WHAT IS NEEDED →
Within the records that follow, count the lines containing the string "conical". Reply only with the count.

Natural-language object grounding data
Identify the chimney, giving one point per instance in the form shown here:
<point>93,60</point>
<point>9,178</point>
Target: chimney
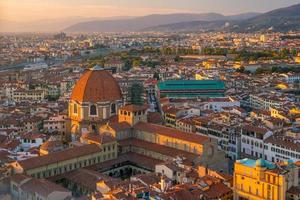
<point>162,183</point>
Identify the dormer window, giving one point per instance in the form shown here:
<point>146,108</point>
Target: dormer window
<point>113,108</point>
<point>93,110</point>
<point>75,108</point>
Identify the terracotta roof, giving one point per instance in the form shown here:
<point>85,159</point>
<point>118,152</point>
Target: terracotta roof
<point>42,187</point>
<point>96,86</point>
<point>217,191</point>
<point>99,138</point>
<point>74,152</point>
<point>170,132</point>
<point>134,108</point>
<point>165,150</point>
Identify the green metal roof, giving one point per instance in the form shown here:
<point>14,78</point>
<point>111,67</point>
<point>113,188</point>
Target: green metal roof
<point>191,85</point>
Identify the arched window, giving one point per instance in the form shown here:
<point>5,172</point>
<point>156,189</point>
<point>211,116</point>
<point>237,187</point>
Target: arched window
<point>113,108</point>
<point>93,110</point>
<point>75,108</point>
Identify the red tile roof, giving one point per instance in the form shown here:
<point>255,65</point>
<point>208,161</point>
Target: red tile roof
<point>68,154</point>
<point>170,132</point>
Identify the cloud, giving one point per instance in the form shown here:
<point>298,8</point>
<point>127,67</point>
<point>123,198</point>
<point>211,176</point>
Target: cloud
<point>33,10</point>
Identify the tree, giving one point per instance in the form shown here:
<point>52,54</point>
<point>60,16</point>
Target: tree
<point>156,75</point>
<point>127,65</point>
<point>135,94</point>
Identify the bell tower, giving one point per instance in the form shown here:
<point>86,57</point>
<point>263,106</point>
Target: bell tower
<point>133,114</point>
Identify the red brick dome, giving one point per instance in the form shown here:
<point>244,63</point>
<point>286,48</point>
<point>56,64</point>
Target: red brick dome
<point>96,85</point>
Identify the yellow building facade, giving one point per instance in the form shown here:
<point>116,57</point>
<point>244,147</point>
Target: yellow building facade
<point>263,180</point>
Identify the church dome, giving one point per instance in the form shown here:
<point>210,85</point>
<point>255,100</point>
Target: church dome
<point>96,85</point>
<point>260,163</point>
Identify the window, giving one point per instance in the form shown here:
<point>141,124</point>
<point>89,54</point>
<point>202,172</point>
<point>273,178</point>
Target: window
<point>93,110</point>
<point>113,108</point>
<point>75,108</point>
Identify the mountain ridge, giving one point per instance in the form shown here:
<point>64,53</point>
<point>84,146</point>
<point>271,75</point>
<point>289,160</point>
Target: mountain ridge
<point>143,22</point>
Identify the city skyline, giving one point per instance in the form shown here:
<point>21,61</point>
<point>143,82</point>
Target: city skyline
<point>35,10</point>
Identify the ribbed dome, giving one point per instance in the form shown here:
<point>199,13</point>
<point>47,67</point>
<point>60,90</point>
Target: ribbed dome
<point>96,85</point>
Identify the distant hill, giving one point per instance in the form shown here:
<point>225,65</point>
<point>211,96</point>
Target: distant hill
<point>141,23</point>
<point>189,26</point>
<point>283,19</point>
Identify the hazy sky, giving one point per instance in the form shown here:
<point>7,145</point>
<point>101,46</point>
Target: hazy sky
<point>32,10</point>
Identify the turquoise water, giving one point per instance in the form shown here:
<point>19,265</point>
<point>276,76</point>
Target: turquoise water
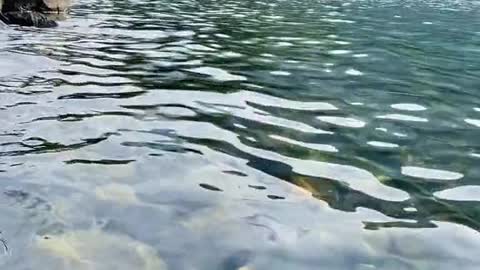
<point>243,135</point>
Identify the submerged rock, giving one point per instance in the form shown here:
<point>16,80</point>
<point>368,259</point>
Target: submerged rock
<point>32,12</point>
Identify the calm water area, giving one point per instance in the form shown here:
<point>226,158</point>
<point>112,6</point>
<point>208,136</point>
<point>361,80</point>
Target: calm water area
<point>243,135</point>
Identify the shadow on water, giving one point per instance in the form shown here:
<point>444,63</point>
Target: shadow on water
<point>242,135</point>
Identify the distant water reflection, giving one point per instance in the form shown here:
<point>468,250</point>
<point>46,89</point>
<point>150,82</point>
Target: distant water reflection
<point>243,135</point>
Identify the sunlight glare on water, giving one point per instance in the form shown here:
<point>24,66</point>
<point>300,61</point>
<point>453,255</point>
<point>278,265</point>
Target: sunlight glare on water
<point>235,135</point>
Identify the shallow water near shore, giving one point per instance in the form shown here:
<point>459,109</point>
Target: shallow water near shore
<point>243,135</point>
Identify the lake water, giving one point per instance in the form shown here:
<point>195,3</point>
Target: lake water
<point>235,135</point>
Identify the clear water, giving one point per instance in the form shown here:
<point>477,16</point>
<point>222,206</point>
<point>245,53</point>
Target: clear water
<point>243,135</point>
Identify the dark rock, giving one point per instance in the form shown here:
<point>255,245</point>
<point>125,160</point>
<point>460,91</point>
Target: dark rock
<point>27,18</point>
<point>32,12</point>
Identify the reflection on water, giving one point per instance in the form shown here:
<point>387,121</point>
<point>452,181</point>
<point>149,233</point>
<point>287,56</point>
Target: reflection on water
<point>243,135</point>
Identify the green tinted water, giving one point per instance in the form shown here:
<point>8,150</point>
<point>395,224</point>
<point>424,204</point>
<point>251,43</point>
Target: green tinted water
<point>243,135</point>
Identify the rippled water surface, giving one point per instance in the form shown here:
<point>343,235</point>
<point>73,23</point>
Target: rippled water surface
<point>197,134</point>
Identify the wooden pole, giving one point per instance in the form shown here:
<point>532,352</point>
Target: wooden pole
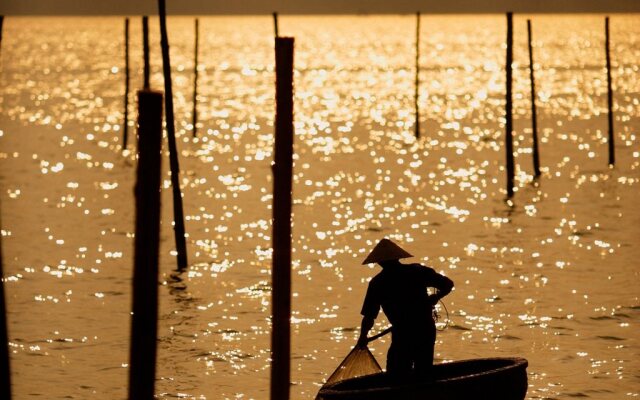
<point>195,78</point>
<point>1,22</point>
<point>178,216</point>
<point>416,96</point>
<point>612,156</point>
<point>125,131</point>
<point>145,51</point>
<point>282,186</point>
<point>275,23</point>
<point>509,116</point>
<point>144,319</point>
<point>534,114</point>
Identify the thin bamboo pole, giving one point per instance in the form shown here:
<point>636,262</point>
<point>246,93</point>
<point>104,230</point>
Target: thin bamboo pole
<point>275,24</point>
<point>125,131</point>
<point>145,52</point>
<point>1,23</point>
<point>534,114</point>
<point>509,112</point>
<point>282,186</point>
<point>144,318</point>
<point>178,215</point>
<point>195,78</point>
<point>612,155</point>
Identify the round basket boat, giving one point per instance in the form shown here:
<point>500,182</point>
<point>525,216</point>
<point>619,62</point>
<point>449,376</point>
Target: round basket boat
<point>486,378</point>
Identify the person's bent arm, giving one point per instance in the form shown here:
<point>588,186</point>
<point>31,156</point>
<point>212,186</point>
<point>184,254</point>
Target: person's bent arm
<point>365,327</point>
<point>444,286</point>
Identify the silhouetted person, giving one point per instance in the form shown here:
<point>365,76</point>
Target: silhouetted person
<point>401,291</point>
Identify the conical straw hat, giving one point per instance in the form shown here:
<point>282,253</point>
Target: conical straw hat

YOUR RESPONSE →
2